(Beginning of Stored data)

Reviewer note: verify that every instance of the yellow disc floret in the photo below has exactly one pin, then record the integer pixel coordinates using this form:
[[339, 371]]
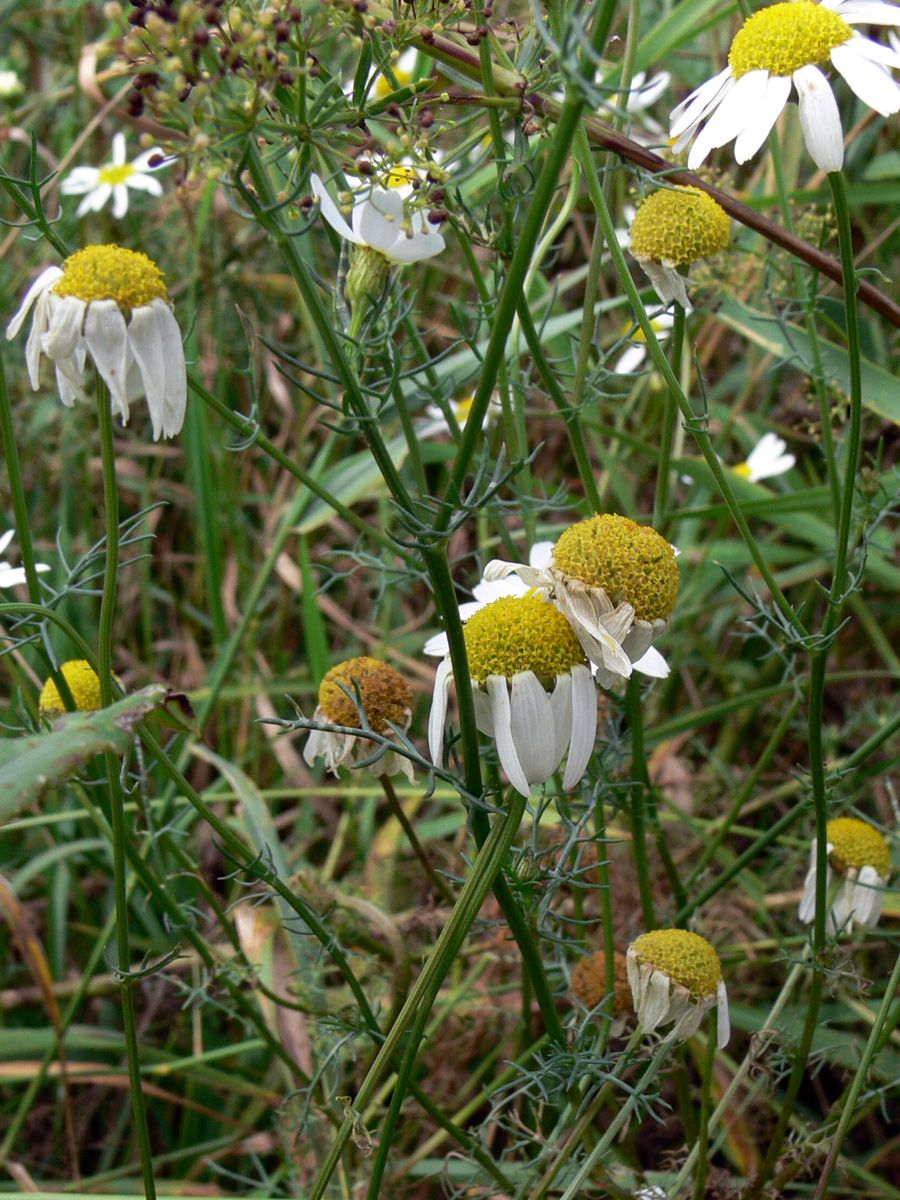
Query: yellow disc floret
[[83, 683], [857, 844], [384, 694], [679, 226], [628, 561], [112, 273], [589, 982], [516, 634], [685, 958], [787, 36]]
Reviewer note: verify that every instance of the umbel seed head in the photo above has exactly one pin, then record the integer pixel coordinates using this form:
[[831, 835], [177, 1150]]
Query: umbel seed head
[[112, 273], [787, 36], [384, 694], [83, 683], [679, 226], [516, 634], [629, 562], [856, 844]]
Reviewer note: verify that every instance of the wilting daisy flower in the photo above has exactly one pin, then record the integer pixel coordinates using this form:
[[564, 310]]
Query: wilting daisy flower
[[384, 696], [676, 976], [111, 304], [12, 575], [97, 184], [631, 359], [615, 581], [859, 855], [677, 227], [532, 688], [83, 683], [588, 985], [766, 460], [382, 231], [779, 47], [539, 557]]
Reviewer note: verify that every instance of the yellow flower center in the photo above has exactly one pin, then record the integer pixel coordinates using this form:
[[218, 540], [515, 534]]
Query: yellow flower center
[[516, 634], [113, 174], [628, 561], [679, 226], [685, 958], [787, 36], [857, 844], [384, 694], [83, 683], [112, 273], [589, 982]]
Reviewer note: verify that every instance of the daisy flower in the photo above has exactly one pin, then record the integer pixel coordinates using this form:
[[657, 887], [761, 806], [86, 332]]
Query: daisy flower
[[677, 227], [385, 699], [12, 575], [539, 557], [111, 304], [766, 460], [97, 184], [781, 47], [676, 976], [532, 688], [615, 581], [861, 856]]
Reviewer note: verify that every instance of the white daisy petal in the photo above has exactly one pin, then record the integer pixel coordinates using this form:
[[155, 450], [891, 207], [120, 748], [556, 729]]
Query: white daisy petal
[[820, 119]]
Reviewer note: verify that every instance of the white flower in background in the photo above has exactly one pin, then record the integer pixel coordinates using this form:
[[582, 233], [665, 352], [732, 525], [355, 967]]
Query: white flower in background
[[385, 699], [781, 47], [532, 689], [10, 85], [539, 557], [861, 856], [616, 582], [676, 976], [631, 359], [111, 304], [378, 222], [677, 227], [766, 460], [97, 184], [12, 575]]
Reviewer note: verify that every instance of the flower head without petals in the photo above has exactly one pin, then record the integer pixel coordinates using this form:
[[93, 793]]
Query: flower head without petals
[[783, 47], [676, 976], [859, 855], [111, 304], [615, 581], [385, 699], [532, 688], [99, 184]]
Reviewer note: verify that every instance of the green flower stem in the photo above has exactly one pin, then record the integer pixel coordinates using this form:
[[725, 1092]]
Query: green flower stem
[[474, 892], [700, 1176], [413, 839], [117, 801], [639, 795], [670, 418]]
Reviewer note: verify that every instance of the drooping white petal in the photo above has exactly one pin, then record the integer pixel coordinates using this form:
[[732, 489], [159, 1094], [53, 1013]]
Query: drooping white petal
[[737, 111], [498, 693], [331, 213], [820, 118], [583, 729], [43, 282], [723, 1020], [868, 79], [437, 717], [107, 340], [768, 109], [532, 726]]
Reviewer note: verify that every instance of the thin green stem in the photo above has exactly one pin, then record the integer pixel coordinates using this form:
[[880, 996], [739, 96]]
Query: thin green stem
[[117, 801]]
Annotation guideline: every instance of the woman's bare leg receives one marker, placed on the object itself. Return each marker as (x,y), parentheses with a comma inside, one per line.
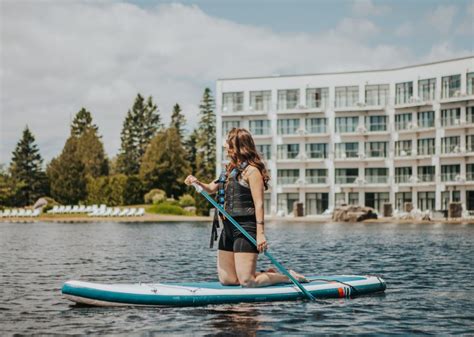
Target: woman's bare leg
(246,264)
(226,268)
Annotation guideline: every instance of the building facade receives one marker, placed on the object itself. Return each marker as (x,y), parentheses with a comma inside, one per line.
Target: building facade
(365,137)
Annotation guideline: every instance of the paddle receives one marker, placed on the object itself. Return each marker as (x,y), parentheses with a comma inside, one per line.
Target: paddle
(280,267)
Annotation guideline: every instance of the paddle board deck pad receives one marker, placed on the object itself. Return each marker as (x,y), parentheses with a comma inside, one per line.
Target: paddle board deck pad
(189,294)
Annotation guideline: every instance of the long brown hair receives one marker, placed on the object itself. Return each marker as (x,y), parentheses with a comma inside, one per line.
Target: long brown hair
(241,148)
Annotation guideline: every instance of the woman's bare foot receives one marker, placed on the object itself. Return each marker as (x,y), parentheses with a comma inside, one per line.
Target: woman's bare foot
(299,277)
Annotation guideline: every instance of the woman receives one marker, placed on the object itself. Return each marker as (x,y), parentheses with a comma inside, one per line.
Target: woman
(246,180)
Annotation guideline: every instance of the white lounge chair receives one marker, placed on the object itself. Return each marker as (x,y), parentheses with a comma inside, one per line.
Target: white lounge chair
(140,212)
(53,210)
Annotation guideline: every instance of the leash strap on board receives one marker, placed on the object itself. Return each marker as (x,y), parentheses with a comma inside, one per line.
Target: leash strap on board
(277,264)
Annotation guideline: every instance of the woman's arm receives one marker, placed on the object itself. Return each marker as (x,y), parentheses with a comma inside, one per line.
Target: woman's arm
(209,188)
(255,180)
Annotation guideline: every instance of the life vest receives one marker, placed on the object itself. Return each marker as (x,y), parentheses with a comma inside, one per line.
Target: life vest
(235,198)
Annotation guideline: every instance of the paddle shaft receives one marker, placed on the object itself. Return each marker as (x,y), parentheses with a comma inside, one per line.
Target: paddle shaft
(251,239)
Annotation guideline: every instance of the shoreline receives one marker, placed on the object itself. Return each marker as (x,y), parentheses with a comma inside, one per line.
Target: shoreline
(154,218)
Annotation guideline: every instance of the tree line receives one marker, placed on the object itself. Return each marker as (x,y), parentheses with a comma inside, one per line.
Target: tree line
(151,156)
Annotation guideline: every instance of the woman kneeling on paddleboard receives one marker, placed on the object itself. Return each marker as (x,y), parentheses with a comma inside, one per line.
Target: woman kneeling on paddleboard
(242,188)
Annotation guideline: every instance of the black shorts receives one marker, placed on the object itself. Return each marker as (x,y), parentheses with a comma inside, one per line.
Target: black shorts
(232,240)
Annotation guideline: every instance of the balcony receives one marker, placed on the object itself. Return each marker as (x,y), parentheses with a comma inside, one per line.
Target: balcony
(316,180)
(376,179)
(403,179)
(346,180)
(284,181)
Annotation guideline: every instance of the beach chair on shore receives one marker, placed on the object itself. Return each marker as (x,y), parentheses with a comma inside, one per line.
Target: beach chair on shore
(124,211)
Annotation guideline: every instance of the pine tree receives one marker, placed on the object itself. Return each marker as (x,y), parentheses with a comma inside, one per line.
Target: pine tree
(206,146)
(67,174)
(26,169)
(178,120)
(164,164)
(140,125)
(82,122)
(190,145)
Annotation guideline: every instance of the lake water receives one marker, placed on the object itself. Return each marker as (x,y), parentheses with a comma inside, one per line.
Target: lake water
(429,272)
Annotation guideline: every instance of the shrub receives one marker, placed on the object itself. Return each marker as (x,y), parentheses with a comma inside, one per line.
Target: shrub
(155,196)
(166,207)
(186,200)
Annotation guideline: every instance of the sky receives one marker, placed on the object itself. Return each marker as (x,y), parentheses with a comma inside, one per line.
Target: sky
(59,56)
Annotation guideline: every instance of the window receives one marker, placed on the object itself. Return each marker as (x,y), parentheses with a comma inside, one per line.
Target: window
(470,83)
(450,117)
(470,172)
(403,121)
(427,89)
(288,126)
(316,176)
(265,151)
(354,198)
(346,175)
(450,172)
(450,144)
(340,198)
(376,149)
(259,127)
(287,177)
(229,125)
(285,202)
(470,114)
(426,146)
(426,174)
(402,174)
(403,92)
(403,148)
(288,99)
(346,124)
(376,200)
(470,143)
(317,97)
(260,100)
(347,150)
(401,198)
(232,102)
(347,96)
(316,203)
(316,125)
(376,123)
(426,119)
(316,150)
(376,175)
(288,151)
(376,94)
(426,201)
(450,86)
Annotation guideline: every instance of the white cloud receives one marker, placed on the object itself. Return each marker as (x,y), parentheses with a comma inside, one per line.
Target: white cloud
(405,29)
(59,56)
(441,18)
(368,8)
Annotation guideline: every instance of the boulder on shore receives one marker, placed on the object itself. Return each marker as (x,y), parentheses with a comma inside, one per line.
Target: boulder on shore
(353,213)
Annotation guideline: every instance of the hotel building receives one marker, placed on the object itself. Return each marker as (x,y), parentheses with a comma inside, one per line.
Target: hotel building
(363,137)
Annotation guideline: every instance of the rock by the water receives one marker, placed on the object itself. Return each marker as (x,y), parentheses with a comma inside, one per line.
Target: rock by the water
(353,213)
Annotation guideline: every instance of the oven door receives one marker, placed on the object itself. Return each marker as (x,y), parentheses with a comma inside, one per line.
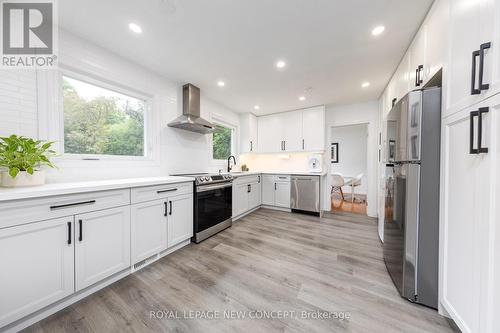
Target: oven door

(End of Stored data)

### [What is expected]
Say how many lines of the records include the word "oven", and give nothing but the number.

### [Task solution]
2